__Short task__:
Lay out every line of the items below as a Markdown table with the columns "Row" and "Text," where "Row" holds the row number and "Text" holds the line itself. Skip blank lines and leave the pictures out.

__Records provided__:

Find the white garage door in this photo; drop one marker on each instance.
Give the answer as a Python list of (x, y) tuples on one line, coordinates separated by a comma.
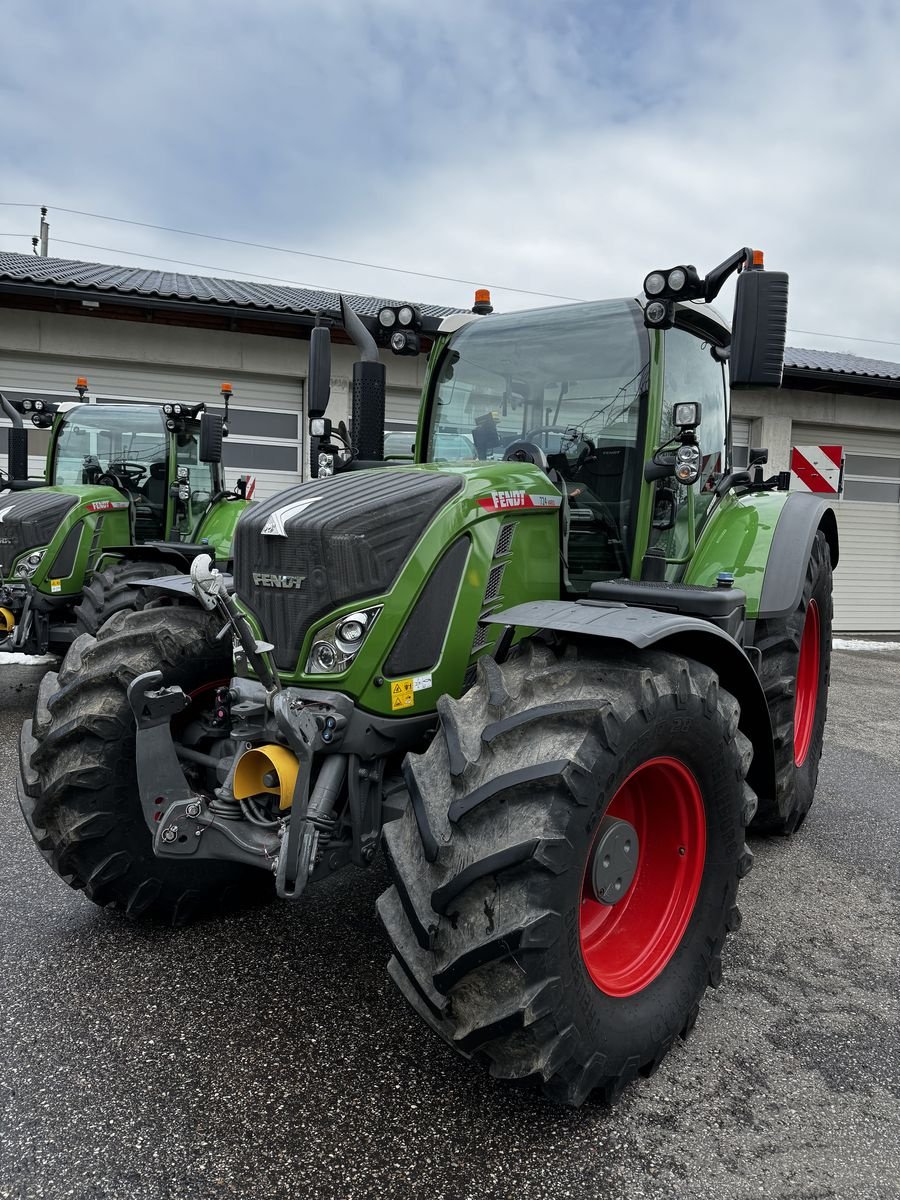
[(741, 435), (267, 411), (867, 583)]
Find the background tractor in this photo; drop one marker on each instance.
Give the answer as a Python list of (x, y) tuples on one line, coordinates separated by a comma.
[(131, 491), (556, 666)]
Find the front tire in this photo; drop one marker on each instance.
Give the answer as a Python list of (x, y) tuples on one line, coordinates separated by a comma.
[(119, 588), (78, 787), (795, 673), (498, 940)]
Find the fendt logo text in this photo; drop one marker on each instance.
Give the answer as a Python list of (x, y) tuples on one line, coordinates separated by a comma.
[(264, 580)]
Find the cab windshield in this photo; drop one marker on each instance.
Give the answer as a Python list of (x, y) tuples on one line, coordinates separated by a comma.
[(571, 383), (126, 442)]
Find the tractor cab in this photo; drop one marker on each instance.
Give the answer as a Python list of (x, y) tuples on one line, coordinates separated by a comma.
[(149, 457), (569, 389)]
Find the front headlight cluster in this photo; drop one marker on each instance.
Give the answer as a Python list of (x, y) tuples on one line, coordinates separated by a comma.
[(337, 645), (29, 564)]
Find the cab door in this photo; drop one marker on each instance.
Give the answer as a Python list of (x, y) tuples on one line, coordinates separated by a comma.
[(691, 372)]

__Result__:
| Row | Text |
|---|---|
| 1 | Find the white garage door in this photo; drop one marker on each instance. |
| 2 | Give the answer as a Python list of (x, y) tuples on one line, coordinates separated by a comma. |
| 3 | [(741, 435), (267, 411), (867, 583)] |
| 4 | Find the background tractor in this photo; drop one marker on each instance. |
| 5 | Give the answer as a Python list of (x, y) tuples on one line, coordinates separated by a comma. |
| 6 | [(131, 491), (556, 666)] |
| 7 | Find the front tire in this photo; drop one marker on each instance. |
| 8 | Give the answer as a Python list of (x, y) tuples on one line, coordinates separated by a comma. |
| 9 | [(119, 588), (78, 787), (795, 673), (498, 940)] |
| 10 | Find the fendt logo text in this photo; drop one marker on each instance. |
| 11 | Give the answer as a Python list of (x, y) tuples on one line, coordinates separated by a comma. |
| 12 | [(264, 580)] |
| 13 | Find the cab windshield in this photo; drop one marker on each instance. |
| 14 | Give the answer as a Python list of (x, y) tuples on one line, coordinates separated by a comma. |
| 15 | [(571, 383), (126, 442)] |
| 16 | Find the tractor cab in this photo; drop one marker on each instance. |
| 17 | Give the answer as a Python list of (x, y) tuples on one line, coordinates separated by a comma. |
| 18 | [(149, 457), (569, 389)] |
| 19 | Find the front headlight cluster in this photo; drop one marker on each instance. |
| 20 | Give the answer as a Python list of (x, y) tuples on one line, coordinates separated by a comma. |
| 21 | [(337, 645), (29, 564)] |
| 22 | Find the cab door in this photo; drop one marker on each instance. |
| 23 | Give the answer as a Python list of (x, y) tuples on one line, coordinates separated by a comma. |
| 24 | [(691, 372)] |